▸ About this exercise
What this exercise requires is a verbatim reproduction of the data below.
* * * * * * *
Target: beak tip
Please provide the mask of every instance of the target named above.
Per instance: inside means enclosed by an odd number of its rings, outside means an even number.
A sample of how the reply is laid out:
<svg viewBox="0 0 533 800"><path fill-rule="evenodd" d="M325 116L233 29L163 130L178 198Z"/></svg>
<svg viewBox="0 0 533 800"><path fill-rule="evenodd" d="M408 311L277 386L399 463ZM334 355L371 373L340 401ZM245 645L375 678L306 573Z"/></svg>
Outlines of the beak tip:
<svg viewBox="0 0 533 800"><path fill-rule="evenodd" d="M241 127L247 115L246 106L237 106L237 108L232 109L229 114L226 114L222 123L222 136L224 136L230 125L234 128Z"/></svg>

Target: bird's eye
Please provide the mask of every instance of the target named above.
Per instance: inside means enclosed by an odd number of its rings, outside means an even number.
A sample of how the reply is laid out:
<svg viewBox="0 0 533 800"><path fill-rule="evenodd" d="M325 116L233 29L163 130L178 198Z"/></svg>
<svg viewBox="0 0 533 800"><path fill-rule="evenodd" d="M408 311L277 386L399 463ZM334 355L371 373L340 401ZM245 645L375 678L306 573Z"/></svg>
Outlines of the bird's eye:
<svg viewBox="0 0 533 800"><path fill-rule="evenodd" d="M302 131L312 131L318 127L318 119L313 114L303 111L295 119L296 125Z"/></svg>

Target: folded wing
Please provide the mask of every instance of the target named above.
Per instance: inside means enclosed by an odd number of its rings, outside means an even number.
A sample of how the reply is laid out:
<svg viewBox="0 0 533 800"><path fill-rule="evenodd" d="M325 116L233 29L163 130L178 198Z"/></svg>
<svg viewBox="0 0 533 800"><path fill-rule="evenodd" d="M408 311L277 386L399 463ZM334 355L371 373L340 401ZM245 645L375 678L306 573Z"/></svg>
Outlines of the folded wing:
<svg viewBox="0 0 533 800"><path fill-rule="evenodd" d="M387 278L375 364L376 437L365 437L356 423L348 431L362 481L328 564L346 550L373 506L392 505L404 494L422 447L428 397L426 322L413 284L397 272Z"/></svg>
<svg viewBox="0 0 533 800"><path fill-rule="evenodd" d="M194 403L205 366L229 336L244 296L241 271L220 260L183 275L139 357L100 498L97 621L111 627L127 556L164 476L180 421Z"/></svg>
* * * * * * *
▸ The completed task
Target: beak tip
Please provide the mask of every instance of the target named above.
Per instance: inside means enclosed by an odd number of its rings, outside means an even number.
A sample of how the reply is laid out:
<svg viewBox="0 0 533 800"><path fill-rule="evenodd" d="M325 116L233 29L163 130L178 198Z"/></svg>
<svg viewBox="0 0 533 800"><path fill-rule="evenodd" d="M408 311L277 386L399 463ZM334 355L371 373L340 401ZM245 645L375 678L306 573Z"/></svg>
Outlines of the beak tip:
<svg viewBox="0 0 533 800"><path fill-rule="evenodd" d="M241 127L247 115L246 106L237 106L237 108L232 109L229 114L226 114L222 123L222 136L224 136L230 125L234 128Z"/></svg>

Target: bird's eye
Please provide the mask of every instance of the target named above.
Per instance: inside means enclosed by an odd number of its rings, outside means an even number.
A sample of how the reply is laid out:
<svg viewBox="0 0 533 800"><path fill-rule="evenodd" d="M325 116L233 29L163 130L178 198Z"/></svg>
<svg viewBox="0 0 533 800"><path fill-rule="evenodd" d="M408 311L277 386L399 463ZM334 355L371 373L340 401ZM245 645L375 678L306 573Z"/></svg>
Outlines of the bird's eye:
<svg viewBox="0 0 533 800"><path fill-rule="evenodd" d="M302 131L312 131L318 127L318 119L313 114L303 111L295 119L296 125Z"/></svg>

Target: folded wing
Please provide the mask of every instance of the target named above.
Per instance: inside means enclosed by an odd number of its rings, outside means an even number.
A sample of how the reply is laid out:
<svg viewBox="0 0 533 800"><path fill-rule="evenodd" d="M325 116L233 29L163 130L178 198Z"/></svg>
<svg viewBox="0 0 533 800"><path fill-rule="evenodd" d="M408 311L277 386L399 463ZM334 355L371 373L340 401ZM245 645L375 678L306 573Z"/></svg>
Outlines of the folded wing:
<svg viewBox="0 0 533 800"><path fill-rule="evenodd" d="M387 278L375 364L376 437L365 437L356 423L348 431L362 481L328 564L346 550L373 506L392 505L404 494L422 447L428 397L426 322L413 284L397 272Z"/></svg>
<svg viewBox="0 0 533 800"><path fill-rule="evenodd" d="M194 403L205 366L229 336L244 296L241 271L220 260L183 275L139 357L100 498L97 621L111 627L127 556L164 476L180 421Z"/></svg>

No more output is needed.